**What is required**: Lines below starting with the line with "322L389 261L367 224L316" and going on through the line with "Provide the mask of every instance of the man's" must be output exactly; the rest of the records must be left out.

**Data to examine**:
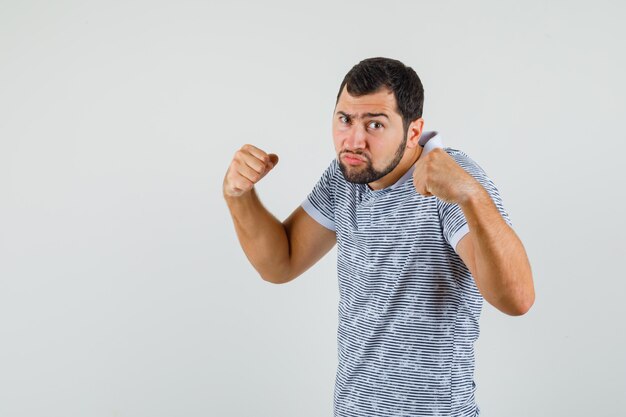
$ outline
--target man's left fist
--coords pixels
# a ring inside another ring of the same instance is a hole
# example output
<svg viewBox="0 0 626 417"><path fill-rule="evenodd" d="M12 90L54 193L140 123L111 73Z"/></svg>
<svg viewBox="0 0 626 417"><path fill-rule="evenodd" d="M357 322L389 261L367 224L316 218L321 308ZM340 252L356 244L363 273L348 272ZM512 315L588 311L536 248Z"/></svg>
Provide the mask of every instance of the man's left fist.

---

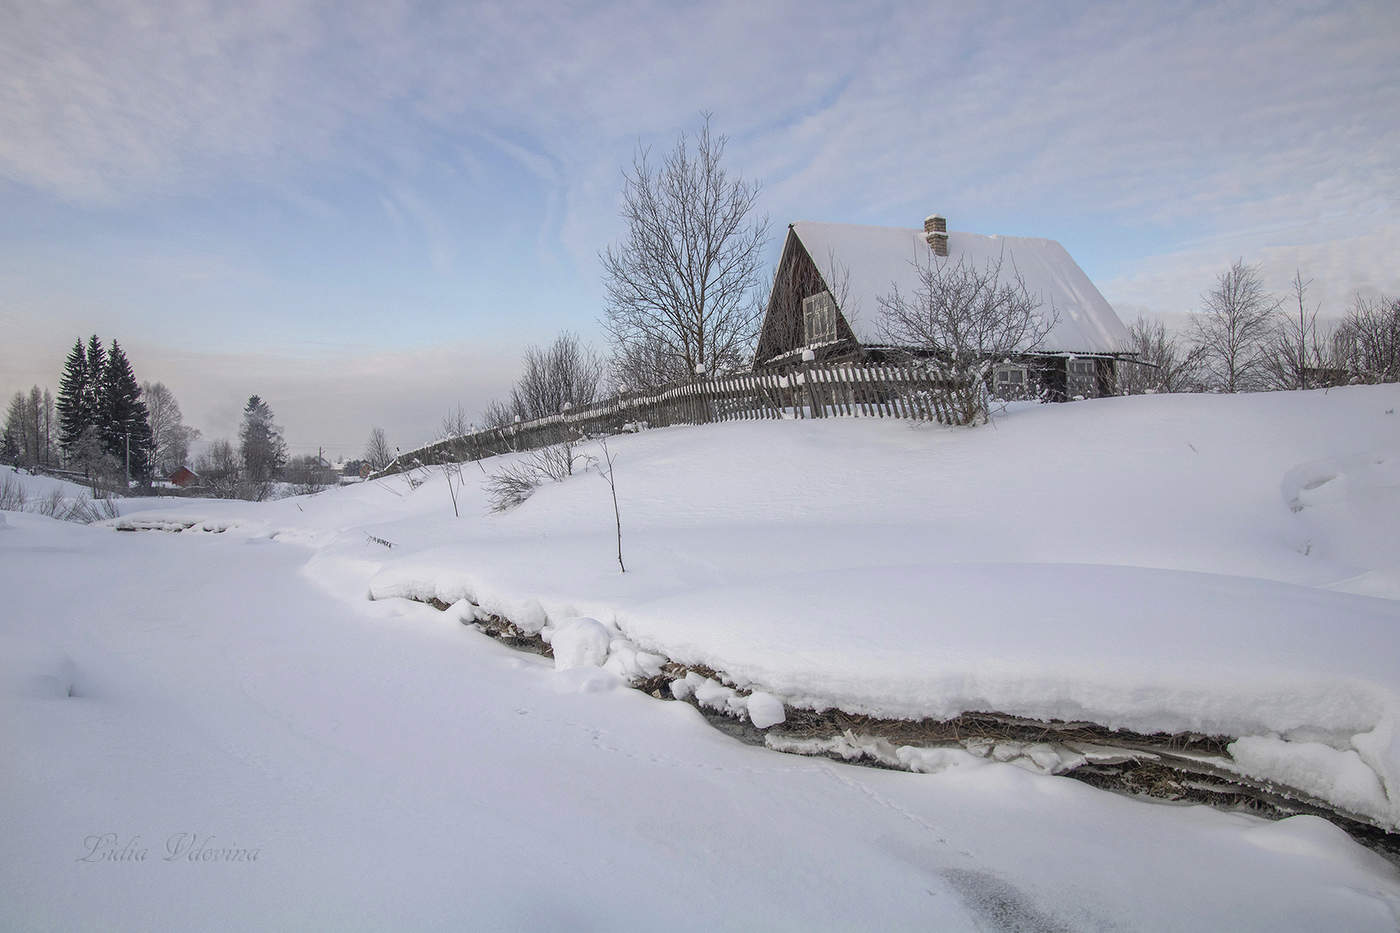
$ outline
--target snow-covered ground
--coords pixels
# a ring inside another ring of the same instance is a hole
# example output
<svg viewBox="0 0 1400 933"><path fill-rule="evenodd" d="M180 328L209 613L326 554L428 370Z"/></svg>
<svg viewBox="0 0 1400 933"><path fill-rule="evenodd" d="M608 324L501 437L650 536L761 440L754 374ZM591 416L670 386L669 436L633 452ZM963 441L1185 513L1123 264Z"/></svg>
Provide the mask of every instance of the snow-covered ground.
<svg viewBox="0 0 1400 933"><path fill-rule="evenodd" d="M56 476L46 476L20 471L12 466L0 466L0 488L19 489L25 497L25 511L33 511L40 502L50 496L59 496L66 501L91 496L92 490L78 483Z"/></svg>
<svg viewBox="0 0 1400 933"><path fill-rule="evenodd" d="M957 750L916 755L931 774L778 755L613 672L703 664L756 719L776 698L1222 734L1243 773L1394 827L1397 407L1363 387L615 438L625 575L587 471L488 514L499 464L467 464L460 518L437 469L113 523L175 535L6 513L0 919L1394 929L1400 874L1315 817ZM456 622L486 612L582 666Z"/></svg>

**Answer to this problem**:
<svg viewBox="0 0 626 417"><path fill-rule="evenodd" d="M357 322L389 261L367 224L316 218L321 308ZM340 252L356 244L363 273L348 272ZM512 315L588 311L536 248Z"/></svg>
Provide the mask of every instance of the man's left fist.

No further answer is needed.